* Available records
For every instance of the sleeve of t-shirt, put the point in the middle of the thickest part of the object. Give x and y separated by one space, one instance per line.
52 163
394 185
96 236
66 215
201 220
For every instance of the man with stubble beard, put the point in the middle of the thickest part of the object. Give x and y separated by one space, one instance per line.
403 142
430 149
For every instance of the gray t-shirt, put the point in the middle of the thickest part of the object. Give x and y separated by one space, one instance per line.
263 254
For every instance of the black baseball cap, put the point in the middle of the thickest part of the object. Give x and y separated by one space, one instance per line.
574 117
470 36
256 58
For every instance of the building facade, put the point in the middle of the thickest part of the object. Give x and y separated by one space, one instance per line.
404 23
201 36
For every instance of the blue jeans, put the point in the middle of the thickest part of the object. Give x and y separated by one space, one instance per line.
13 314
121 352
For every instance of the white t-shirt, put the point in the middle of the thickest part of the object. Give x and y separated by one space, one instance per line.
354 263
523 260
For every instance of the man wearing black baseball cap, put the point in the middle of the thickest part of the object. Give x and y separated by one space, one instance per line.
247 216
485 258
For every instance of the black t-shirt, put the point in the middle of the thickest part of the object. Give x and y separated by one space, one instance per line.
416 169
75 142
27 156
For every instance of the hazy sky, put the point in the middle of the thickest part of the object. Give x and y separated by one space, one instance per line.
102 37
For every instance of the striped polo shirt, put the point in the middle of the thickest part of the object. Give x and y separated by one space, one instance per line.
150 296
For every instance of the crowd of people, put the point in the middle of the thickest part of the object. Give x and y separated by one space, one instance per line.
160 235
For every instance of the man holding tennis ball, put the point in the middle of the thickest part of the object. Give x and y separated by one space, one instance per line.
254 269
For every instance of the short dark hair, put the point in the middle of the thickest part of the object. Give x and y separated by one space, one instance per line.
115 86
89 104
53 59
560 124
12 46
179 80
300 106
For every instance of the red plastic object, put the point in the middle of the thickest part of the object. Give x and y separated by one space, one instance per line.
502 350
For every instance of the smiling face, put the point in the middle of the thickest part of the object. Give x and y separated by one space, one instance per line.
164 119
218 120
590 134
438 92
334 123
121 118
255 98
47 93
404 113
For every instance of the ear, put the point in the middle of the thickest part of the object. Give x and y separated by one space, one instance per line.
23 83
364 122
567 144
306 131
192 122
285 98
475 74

* Task directions
Copy all of the rows above verbatim, in their original order.

* Solved exercise
For every instance of the sleeve of t-shirt, put the point in the middle of the thickest part of the object. Give x and y separated by one space, one instance per line.
52 163
394 185
96 236
66 215
201 220
For every instance of the man with stubble beard, put the point in the middle of the thickest part of the object. Give x and y separated by one space, one instance per line.
403 142
430 149
For every instance of the gray t-shirt, put the point in the middle of the thickest part of the object. Give x and y separated by one space, one instance per line.
263 254
For every instance of the black baseball cap, put the point in the middle of the thickest part of the object. Give x and y separated by one space, one instance per line.
574 117
470 36
256 58
For every instance of the building facade, put the point in the middle of the thickest part of the object. Give x and y separated by one space, one instance per line.
404 23
201 36
For every instance of the blue jeans, put the point in the middle of the thickest part of the object. Give x and y separated by one space, one instance per line.
13 314
121 352
For every instance of the white t-shirt, put the point in the middle of the thickest part of the object. Give x and y separated by one space, one instance per line.
354 263
523 260
For every instance of the man wearing black baseball cap, put the point in the middle of the thickest part of the object. Give x and y separated by one space, one instance per line.
247 216
485 258
For every instance of the black t-shirt, put the point in the middle of the thickest part of the object. Give x and y separated by one space, one instance per line.
416 169
75 142
27 156
For every instance of the hazy sky, put the point in the middle of the thickest part of the object. Give x and y separated by one space, one instance per line.
102 37
For every instance of the striped polo shirt, put the point in the middle of the thickest part of the object. Give x and y separated by one space, one instance per line.
150 296
For every instance of the crowd of people, put the point in the middle of the thickest part of the object. Give x and y separated by one space, one instance per line.
160 235
For every instance of the man holding tennis ball, put the point in the middle of the thickest part of the object. Give x and y separated by one space, one instance per line.
254 269
For every instance of the short dark hair, put the point in the middle of the thickest part of the object. Give x and y separated by one space, one instance per line.
115 86
89 104
53 59
560 124
12 46
179 80
300 106
For every instance of the red plastic object, put the point in the middle of the thickest part of the object. Give x and y separated by one space, one instance per line.
502 350
For every instance of the smiling face, put the point in the middle of the thickest part of the object. Give x and y separated by one space, one instance per line.
164 119
218 120
590 134
438 92
334 123
121 118
255 98
47 93
404 113
For every instance of the ear, put the point in the middle of the thickest part of the object. Give x and y separated by one space, one instance per line.
23 83
364 122
567 144
306 131
192 122
285 98
475 74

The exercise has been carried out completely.